**Prompt**.
Please transcribe the data that follows, keeping every line exact.

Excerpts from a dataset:
━━━━━━━━

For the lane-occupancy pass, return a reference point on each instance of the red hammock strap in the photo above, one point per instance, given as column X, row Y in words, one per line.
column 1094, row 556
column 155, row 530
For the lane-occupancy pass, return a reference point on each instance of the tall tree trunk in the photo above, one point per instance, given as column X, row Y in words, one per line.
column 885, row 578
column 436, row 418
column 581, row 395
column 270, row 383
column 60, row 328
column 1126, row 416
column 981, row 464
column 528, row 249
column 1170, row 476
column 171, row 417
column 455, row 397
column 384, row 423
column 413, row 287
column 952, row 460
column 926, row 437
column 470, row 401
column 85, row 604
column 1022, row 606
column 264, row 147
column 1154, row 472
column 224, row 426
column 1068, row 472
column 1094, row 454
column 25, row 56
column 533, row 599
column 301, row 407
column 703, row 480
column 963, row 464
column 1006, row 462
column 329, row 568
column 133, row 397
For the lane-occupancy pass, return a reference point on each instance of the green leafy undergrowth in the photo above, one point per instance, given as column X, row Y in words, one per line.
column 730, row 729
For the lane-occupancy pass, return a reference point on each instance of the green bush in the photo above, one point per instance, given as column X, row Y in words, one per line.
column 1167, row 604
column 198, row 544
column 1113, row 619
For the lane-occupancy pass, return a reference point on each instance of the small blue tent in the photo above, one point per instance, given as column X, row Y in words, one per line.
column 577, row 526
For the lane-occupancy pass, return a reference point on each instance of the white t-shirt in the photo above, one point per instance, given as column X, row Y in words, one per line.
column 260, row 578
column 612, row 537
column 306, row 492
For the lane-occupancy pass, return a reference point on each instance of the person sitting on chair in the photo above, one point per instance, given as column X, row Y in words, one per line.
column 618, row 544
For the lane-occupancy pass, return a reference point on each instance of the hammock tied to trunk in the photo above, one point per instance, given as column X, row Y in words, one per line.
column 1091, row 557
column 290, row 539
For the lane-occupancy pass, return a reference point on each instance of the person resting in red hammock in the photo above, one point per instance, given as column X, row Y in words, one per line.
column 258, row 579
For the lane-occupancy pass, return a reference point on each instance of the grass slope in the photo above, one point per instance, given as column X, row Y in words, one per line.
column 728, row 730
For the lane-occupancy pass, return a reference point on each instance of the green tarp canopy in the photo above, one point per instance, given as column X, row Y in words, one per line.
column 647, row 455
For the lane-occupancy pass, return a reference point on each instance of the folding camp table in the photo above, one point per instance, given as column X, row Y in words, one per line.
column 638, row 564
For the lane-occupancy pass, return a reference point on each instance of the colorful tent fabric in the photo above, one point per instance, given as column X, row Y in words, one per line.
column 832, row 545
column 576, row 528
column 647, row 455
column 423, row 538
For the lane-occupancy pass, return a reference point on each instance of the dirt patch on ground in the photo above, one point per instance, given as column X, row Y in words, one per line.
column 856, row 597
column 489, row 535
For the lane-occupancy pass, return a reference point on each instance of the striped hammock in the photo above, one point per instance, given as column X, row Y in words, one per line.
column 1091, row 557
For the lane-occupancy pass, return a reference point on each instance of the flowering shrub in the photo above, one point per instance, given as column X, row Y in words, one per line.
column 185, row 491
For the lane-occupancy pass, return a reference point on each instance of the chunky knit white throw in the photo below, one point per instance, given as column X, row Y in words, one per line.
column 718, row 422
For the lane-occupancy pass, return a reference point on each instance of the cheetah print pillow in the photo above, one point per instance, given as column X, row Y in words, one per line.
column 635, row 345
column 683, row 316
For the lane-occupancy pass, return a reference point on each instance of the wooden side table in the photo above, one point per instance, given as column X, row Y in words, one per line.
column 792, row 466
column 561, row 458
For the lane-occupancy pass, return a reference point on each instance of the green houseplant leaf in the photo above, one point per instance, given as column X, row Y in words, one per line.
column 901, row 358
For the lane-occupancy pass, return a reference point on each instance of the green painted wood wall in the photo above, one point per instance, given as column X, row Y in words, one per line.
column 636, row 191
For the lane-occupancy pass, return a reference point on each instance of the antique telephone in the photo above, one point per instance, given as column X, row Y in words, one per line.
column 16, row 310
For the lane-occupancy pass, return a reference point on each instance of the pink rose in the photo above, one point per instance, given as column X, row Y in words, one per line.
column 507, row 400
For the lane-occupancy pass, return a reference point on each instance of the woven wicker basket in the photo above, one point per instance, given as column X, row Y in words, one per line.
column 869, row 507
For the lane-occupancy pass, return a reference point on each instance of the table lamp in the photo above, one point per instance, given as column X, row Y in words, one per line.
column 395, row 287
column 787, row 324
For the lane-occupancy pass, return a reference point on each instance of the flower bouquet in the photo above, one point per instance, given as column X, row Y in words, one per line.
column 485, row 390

━━━━━━━━

**Result of this exercise**.
For the lane-occupancy pass, return a reference point on each instance of the red hammock strap in the photo above, one point per instance, given as column X, row Y in words, one per line.
column 1094, row 556
column 155, row 530
For the lane-occupancy pass, return a reference point on each instance of the tall tree trunk in the photo above, one point per instance, given as column X, row Y in words, one per line.
column 885, row 578
column 436, row 418
column 581, row 395
column 270, row 383
column 60, row 328
column 1126, row 416
column 981, row 464
column 528, row 249
column 1170, row 476
column 171, row 417
column 455, row 397
column 384, row 423
column 413, row 287
column 952, row 460
column 926, row 437
column 470, row 401
column 85, row 604
column 1022, row 606
column 264, row 147
column 1154, row 472
column 224, row 426
column 1068, row 472
column 1094, row 454
column 25, row 56
column 533, row 599
column 301, row 407
column 703, row 480
column 963, row 464
column 1006, row 462
column 329, row 568
column 133, row 397
For the lane-occupancy pass, return a reference point on each instance of the green leafy undergrowth in the photo above, one point per instance, given as column X, row Y in words, one per line.
column 730, row 729
For the lane-occupancy pass, return a reference point on each instance of the green bush in the photo above, one point per instance, given as column X, row Y in words, one per line.
column 1167, row 604
column 198, row 544
column 1113, row 619
For the lane-occupancy pass, return a reference point on each instance of the small blue tent in the photo above, one point per instance, given as column X, row Y in words, one per line.
column 577, row 526
For the lane-occupancy pass, return a reference point on each instance of the white t-shirt in the photo above, one point per instance, given as column X, row Y in words, one per line.
column 260, row 578
column 612, row 537
column 306, row 492
For the lane-occupancy pass, return a reference point on each instance of the person sitting on chair in the photo above, one point per instance, given as column X, row Y in words, one per line.
column 618, row 544
For the lane-occupancy pass, return a reference point on each instance of the hammock tied to trunk in the photo above, one point per instance, given as column X, row Y in words, one per line.
column 1091, row 557
column 290, row 539
For the lane-occupancy pass, return a reference point on each instance of the person resting in red hammock in the photo above, one point per instance, given as column X, row Y in words, one per line.
column 258, row 579
For the lane-occupancy pass, return a reference point on each instance of the grass slope in the photo above, one point per instance, given as column X, row Y in words, one per line.
column 728, row 730
For the lane-occupancy pass, return a reference point on each instance of the green tarp canopy in the photo above, one point per instance, given as column X, row Y in words, one per line.
column 647, row 455
For the lane-occupancy pass, return a reference point on each instance of the folding camp table in the photo above, one point per instance, given as column X, row Y in words, one per line.
column 638, row 564
For the lane-occupancy pass, return a reference point on each instance of the colorful tent fabric in the photo above, one point per instance, given as column X, row Y in words, one per line.
column 832, row 545
column 576, row 528
column 647, row 455
column 423, row 538
For the lane-occupancy pass, return a reference point on each instance of the dirt patch on ground in the photo above, one point per instance, given as column X, row Y in words, one per line.
column 856, row 597
column 489, row 535
For the lane-occupancy pass, return a reference point on each instance of the striped hammock in the photo above, one point per instance, given as column X, row Y in words, one per line.
column 1091, row 557
For the lane-occupancy pass, return a reference point on each instance of the flowering shrub in the photo above, one point per instance, given as column X, row Y in words, one per line.
column 185, row 491
For the lane-occupancy pass, return a reference point on each instance of the chunky knit white throw in the photo below, one point per instance, given as column X, row Y in words, one per line.
column 718, row 422
For the lane-occupancy pass, return a reference point on each instance of the cheetah print pillow in the photo above, one point per instance, given as column X, row Y in words, one per line.
column 635, row 345
column 683, row 316
For the lane-occupancy pass, return a reference point on each instance of the wooden side table in the photo above, one point per instance, given as column X, row Y in words, one per line.
column 792, row 466
column 561, row 458
For the lane-occupancy pass, return a reference point on each instance of the green houseplant leaf in the photo above, one point per instance, given as column X, row Y in words, one per line.
column 901, row 358
For the lane-occupancy pass, return a reference point on each instance of the green painted wood wall in the photo above, one point per instance, given as column X, row Y in words, one per line.
column 636, row 191
For the lane-occupancy pass, return a reference point on each instance of the antique telephone in the photo above, one point per instance, given as column X, row Y in words, one per line.
column 16, row 310
For the lane-occupancy pass, return a reference point on each instance of the pink rose in the photo above, one point per instance, given as column X, row Y in words, one per line.
column 507, row 400
For the lane-occupancy pass, return a reference point on each instance of the woven wicker basket in the photo above, one point per instance, given as column X, row Y in words, one per line.
column 869, row 507
For the lane-occupancy pass, return a reference point on each instance of the table lamp in the photo above, one point per instance, given as column X, row Y in words, one per line.
column 395, row 287
column 787, row 324
For the lane-occupancy pass, return a reference point on each instance of the flower bouquet in the photo above, one point per instance, given as column X, row Y in words, one per line.
column 485, row 390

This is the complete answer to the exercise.